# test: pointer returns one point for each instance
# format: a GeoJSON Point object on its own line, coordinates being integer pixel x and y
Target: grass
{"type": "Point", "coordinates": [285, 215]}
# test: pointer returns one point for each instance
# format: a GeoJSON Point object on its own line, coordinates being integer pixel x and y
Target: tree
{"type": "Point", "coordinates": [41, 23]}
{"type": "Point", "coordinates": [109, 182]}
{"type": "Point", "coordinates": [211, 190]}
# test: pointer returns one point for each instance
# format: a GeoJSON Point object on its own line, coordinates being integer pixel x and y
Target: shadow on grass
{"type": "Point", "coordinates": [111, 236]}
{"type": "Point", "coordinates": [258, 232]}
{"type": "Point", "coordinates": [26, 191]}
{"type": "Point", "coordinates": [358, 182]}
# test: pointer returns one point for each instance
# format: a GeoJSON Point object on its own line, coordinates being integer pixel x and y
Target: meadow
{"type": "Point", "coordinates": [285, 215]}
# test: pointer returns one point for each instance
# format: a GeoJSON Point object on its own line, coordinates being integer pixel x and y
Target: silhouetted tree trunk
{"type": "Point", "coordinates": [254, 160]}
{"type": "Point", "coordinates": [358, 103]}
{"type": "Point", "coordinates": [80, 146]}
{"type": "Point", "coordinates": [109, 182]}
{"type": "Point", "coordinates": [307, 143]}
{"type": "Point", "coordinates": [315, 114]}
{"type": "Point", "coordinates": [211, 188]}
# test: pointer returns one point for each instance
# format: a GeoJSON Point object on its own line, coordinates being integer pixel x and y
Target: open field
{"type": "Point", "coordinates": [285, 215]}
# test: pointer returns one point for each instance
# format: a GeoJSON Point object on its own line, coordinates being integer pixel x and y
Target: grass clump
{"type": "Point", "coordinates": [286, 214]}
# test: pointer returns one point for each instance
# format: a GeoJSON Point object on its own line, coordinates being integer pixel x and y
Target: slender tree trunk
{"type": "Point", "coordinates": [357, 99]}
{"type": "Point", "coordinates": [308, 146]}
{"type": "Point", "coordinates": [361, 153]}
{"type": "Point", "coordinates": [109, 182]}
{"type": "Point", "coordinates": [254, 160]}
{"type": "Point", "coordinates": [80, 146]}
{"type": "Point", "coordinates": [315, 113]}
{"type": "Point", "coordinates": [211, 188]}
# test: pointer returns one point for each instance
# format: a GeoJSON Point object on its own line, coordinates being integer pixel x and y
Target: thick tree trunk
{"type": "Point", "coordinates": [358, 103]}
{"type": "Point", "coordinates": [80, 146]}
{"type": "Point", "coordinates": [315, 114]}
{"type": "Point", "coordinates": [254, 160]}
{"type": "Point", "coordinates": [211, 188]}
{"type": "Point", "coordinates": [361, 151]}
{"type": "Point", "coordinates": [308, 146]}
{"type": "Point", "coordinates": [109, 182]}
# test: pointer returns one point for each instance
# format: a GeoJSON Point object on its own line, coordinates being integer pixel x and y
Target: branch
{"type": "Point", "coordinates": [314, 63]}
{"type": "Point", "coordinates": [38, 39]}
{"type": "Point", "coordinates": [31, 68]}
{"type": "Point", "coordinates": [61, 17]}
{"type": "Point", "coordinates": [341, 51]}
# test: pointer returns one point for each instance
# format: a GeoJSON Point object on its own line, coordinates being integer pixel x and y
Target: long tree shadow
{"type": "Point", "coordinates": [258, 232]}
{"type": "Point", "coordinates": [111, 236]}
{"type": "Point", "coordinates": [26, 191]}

▸ **BRIEF**:
From first line to last, transcribe the material exactly.

▸ **EXERCISE SOLUTION**:
# test: pointer returns one point for each instance
# format: a GeoJSON Point object on its own line, coordinates being integer pixel x and y
Target: grass
{"type": "Point", "coordinates": [285, 215]}
# test: pointer returns one point for each instance
# format: a GeoJSON Point object on its own line, coordinates being integer pixel x and y
Target: tree
{"type": "Point", "coordinates": [41, 23]}
{"type": "Point", "coordinates": [109, 182]}
{"type": "Point", "coordinates": [211, 190]}
# test: pointer returns one point for each instance
# format: a GeoJSON Point object on its own line, coordinates being integer pixel x and y
Target: shadow on grass
{"type": "Point", "coordinates": [111, 236]}
{"type": "Point", "coordinates": [258, 232]}
{"type": "Point", "coordinates": [26, 191]}
{"type": "Point", "coordinates": [358, 182]}
# test: pointer returns one point for each instance
# format: a GeoJSON Point object on its own line, coordinates being integer pixel x and y
Target: meadow
{"type": "Point", "coordinates": [285, 215]}
# test: pointer returns one point for each instance
# format: a GeoJSON Point object on its own line, coordinates being integer pixel x and y
Target: silhouetted tree trunk
{"type": "Point", "coordinates": [254, 160]}
{"type": "Point", "coordinates": [358, 103]}
{"type": "Point", "coordinates": [80, 146]}
{"type": "Point", "coordinates": [109, 182]}
{"type": "Point", "coordinates": [307, 143]}
{"type": "Point", "coordinates": [315, 114]}
{"type": "Point", "coordinates": [211, 188]}
# test: pointer returns one point for each instance
# format: a GeoJSON Point object on its own line, coordinates being integer pixel x and y
Target: open field
{"type": "Point", "coordinates": [285, 215]}
# test: pointer returns one point for each instance
# format: a GeoJSON Point object on its own line, coordinates being integer pixel x and y
Target: grass clump
{"type": "Point", "coordinates": [286, 214]}
# test: pointer returns one point for each instance
# format: a GeoJSON Point object on its own line, coordinates being integer pixel x and y
Target: slender tree trunk
{"type": "Point", "coordinates": [357, 99]}
{"type": "Point", "coordinates": [308, 146]}
{"type": "Point", "coordinates": [361, 153]}
{"type": "Point", "coordinates": [109, 182]}
{"type": "Point", "coordinates": [254, 160]}
{"type": "Point", "coordinates": [80, 146]}
{"type": "Point", "coordinates": [315, 113]}
{"type": "Point", "coordinates": [211, 188]}
# test: pointer returns one point for each instance
# format: a GeoJSON Point object on its own line, coordinates being integer pixel x and y
Target: thick tree trunk
{"type": "Point", "coordinates": [358, 103]}
{"type": "Point", "coordinates": [80, 146]}
{"type": "Point", "coordinates": [315, 114]}
{"type": "Point", "coordinates": [254, 160]}
{"type": "Point", "coordinates": [211, 188]}
{"type": "Point", "coordinates": [361, 151]}
{"type": "Point", "coordinates": [308, 146]}
{"type": "Point", "coordinates": [109, 182]}
# test: pointer returns one point for each instance
# format: a GeoJSON Point object on its own line, coordinates being integer pixel x and y
Target: branch
{"type": "Point", "coordinates": [314, 63]}
{"type": "Point", "coordinates": [38, 39]}
{"type": "Point", "coordinates": [31, 68]}
{"type": "Point", "coordinates": [61, 17]}
{"type": "Point", "coordinates": [341, 51]}
# test: pointer returns one point for each instance
# format: a GeoJSON Point object on its own line, coordinates being integer pixel x and y
Target: long tree shadow
{"type": "Point", "coordinates": [258, 232]}
{"type": "Point", "coordinates": [111, 236]}
{"type": "Point", "coordinates": [26, 191]}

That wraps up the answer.